Answer these questions about the court decision:
1. Which court decided the case, and on what date?
2. Who appeared for the respondent?
3. What did the plaintiff fail to show, according to the opinion?

◆ **Provided text**
☆ ☆ ☆ ☆ ☆ ☆ ☆
Friends of Animals, Inc. v. Associated Fur Mfrs., Inc.

Decision Date05 April 1979
Parties, 390 N.E.2d 298, 4 Media L. Rep. 2503 FRIENDS OF ANIMALS, INC., Respondent, v. ASSOCIATED FUR MANUFACTURERS, INC., et al., Appellants, et al., Defendants.
CourtNew York Court of Appeals Court of Appeals

Page 790

416 N.Y.S.2d 790
46 N.Y.2d 1065, 390 N.E.2d 298, 4
Media L. Rep. 2503
FRIENDS OF ANIMALS, INC., Respondent,
v.
ASSOCIATED FUR MANUFACTURERS, INC., et al., Appellants, et
al., Defendants.
Court of Appeals of New York.
April 5, 1979.

Page 791

Robert Cammer, Harold I. Cammer and Charles Goldberg, New York City, for appellants.

Sidney Schreiberg, New York City, for respondent.

OPINION OF THE COURT

PER CURIAM.

Because plaintiff failed to show facts sufficient to require a trial of the issue of actual malice, defendants' motion for summary judgment was properly granted.
☆ ☆ ☆ ☆ ☆ ☆ ☆
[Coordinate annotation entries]
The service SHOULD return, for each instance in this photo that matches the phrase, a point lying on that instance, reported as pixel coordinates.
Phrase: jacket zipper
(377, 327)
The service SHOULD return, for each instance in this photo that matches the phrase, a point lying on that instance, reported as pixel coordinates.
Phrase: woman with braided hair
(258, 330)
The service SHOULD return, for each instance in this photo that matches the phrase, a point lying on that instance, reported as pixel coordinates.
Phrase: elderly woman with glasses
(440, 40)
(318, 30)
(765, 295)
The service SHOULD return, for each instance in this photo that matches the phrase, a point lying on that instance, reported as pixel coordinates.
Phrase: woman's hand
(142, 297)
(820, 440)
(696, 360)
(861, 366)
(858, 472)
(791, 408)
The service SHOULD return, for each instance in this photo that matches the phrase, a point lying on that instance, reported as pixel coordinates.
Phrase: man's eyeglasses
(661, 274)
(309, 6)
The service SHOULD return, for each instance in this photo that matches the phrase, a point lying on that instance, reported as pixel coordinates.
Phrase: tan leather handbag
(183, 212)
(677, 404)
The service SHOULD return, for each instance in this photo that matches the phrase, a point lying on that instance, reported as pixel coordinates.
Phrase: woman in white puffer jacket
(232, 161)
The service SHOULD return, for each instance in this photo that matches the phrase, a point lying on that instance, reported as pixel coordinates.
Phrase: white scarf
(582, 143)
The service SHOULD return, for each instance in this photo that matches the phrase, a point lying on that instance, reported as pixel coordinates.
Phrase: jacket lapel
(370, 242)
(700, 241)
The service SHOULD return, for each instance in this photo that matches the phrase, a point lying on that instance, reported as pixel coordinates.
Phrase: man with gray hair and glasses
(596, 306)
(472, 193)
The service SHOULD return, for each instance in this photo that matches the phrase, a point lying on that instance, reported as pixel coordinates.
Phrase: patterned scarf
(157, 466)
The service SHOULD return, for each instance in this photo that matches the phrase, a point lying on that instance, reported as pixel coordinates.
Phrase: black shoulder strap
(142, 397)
☆ ☆ ☆ ☆ ☆ ☆ ☆
◆ **Expected output**
1. The Court of Appeals of New York decided it on April 5, 1979.
2. Sidney Schreiberg, New York City, appeared for the respondent.
3. The plaintiff failed to show facts sufficient to require a trial of the issue of actual malice.